Bounding box annotation entries
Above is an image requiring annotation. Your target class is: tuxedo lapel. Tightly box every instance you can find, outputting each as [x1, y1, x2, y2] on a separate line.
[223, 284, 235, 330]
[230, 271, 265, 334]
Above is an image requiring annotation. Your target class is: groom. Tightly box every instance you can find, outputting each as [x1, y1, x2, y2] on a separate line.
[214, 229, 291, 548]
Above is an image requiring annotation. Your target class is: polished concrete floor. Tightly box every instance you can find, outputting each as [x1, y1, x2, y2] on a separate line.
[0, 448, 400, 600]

--

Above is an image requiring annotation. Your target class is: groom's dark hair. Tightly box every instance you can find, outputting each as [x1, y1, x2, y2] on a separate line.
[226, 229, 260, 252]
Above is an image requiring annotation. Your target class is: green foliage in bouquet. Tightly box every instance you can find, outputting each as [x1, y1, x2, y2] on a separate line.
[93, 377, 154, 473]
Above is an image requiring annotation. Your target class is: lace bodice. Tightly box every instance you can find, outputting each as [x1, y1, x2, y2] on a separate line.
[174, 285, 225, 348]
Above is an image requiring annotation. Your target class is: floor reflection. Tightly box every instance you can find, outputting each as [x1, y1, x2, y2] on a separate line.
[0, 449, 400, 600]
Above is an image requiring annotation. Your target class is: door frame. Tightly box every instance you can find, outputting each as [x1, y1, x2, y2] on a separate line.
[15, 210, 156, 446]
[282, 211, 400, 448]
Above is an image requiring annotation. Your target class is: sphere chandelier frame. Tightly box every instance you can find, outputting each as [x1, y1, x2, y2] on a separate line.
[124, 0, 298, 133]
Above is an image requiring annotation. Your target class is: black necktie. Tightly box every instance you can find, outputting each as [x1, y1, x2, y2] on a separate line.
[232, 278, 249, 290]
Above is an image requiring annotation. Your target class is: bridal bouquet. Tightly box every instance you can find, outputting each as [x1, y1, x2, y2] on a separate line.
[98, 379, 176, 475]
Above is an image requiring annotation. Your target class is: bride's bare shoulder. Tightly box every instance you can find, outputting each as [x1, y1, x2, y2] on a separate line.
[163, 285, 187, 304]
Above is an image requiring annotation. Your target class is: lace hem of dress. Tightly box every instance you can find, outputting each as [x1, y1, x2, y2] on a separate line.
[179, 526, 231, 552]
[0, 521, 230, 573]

_Work to be completed_
Please pull out every line of the material that contains the word "lace", matching case, and copy each one.

_Reply to the task_
Above is an image requiring annotation. Your target class is: lace bodice. Tightly box every instance you can find, outputting each as [x1, y1, x2, y2] on a separate line.
Above is an image requiring annotation. Your target class is: lace hem of dress. Tightly box every instance you can find, outputting each as [x1, y1, x2, y2] on a separate line.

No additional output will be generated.